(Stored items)
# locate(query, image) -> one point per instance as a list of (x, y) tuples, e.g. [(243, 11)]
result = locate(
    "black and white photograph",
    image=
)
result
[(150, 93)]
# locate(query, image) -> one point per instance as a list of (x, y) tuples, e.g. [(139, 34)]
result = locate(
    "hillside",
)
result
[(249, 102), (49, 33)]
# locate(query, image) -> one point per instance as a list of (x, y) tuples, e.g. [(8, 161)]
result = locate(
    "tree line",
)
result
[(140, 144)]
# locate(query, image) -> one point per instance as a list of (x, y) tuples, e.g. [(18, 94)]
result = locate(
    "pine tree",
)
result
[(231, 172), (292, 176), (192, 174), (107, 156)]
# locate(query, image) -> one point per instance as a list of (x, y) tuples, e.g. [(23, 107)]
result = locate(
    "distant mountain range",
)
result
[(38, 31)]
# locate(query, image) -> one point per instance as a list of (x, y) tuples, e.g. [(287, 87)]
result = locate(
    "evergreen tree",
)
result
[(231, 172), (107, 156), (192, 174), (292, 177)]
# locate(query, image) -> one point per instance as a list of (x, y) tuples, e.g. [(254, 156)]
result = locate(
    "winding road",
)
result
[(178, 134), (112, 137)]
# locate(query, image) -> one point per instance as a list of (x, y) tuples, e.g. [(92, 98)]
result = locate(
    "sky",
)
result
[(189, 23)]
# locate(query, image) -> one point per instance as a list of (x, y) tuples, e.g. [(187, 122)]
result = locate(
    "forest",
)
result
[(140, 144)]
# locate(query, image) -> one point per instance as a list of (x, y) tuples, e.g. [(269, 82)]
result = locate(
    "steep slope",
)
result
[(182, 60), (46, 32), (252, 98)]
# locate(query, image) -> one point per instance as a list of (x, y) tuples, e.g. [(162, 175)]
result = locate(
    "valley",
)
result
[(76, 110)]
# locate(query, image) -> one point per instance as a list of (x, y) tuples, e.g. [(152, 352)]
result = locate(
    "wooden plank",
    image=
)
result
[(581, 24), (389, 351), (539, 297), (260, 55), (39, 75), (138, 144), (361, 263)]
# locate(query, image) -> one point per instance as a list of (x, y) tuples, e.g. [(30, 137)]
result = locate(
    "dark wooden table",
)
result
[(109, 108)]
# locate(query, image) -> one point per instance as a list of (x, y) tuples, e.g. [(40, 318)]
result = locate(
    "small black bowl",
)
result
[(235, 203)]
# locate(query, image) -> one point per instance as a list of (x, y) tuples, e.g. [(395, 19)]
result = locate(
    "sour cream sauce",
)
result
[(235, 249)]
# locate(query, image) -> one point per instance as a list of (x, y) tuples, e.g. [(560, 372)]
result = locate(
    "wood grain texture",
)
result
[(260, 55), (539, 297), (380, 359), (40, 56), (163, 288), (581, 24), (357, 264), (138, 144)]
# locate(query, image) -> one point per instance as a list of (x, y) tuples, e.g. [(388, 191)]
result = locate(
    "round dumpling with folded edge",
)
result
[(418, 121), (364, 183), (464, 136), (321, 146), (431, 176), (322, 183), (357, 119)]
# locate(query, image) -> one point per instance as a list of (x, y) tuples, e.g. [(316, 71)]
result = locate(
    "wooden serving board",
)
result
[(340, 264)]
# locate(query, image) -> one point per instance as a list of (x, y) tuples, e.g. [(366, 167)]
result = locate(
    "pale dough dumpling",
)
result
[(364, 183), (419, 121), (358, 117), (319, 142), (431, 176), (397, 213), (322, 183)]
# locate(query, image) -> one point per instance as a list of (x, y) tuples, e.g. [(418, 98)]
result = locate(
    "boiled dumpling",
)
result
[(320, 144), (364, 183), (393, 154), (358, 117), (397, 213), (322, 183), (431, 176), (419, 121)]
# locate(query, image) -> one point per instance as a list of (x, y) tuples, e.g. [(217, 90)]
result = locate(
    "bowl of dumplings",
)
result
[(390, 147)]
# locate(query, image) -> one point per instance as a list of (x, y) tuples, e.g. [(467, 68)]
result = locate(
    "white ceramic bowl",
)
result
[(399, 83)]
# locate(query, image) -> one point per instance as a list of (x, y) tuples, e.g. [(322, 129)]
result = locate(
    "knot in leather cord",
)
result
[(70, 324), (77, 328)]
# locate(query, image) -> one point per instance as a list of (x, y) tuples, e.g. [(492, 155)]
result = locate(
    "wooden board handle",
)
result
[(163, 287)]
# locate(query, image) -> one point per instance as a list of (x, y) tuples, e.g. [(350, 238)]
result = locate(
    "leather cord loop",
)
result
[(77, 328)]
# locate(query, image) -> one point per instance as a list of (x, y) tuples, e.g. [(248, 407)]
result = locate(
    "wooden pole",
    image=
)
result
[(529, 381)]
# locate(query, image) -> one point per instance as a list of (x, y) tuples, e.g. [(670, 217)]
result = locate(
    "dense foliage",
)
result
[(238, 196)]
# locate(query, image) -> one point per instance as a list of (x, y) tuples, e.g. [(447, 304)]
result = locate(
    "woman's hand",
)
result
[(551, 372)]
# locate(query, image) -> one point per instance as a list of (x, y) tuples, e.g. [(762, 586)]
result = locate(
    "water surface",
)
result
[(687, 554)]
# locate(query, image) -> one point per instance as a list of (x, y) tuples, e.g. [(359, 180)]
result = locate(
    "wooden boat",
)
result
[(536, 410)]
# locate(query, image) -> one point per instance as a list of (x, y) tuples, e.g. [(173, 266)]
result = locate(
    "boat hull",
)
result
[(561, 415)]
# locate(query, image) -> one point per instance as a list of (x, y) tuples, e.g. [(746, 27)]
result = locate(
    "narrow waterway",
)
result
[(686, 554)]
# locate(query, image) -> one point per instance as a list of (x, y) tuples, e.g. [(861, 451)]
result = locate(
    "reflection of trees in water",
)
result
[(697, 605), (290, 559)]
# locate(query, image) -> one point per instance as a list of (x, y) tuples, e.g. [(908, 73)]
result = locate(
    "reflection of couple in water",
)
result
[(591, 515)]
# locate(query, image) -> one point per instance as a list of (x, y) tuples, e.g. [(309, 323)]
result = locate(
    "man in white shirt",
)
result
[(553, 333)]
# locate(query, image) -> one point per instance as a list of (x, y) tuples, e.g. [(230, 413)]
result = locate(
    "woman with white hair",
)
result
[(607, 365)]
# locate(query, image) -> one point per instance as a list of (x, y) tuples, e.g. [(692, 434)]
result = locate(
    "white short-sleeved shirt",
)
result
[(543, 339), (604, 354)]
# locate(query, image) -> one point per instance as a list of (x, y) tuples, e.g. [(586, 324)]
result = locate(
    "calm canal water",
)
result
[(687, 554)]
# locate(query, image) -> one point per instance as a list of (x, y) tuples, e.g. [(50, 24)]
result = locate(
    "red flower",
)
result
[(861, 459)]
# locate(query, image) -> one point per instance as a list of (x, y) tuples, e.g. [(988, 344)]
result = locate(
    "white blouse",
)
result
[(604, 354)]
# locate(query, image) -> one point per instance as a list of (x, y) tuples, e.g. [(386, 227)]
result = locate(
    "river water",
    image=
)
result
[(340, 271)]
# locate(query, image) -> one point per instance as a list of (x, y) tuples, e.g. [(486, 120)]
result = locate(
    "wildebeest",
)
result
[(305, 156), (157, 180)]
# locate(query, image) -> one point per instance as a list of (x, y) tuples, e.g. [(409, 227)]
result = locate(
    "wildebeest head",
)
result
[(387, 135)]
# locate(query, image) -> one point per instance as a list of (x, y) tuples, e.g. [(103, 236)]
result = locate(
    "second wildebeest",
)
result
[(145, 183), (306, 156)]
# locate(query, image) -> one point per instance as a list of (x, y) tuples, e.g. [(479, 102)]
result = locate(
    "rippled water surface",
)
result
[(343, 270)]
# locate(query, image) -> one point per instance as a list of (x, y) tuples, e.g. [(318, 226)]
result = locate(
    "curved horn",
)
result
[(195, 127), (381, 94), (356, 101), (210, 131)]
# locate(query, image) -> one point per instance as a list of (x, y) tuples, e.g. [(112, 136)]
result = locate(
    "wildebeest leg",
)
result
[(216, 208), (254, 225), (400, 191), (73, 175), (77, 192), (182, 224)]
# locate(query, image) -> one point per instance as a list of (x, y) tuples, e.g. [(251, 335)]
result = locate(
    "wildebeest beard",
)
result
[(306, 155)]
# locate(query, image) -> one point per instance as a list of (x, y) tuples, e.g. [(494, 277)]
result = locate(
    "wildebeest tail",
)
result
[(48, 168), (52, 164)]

Try it |
The number of lines in the entries holding the word "reflection" is what is needed. Supply that number only.

Answer to this problem |
2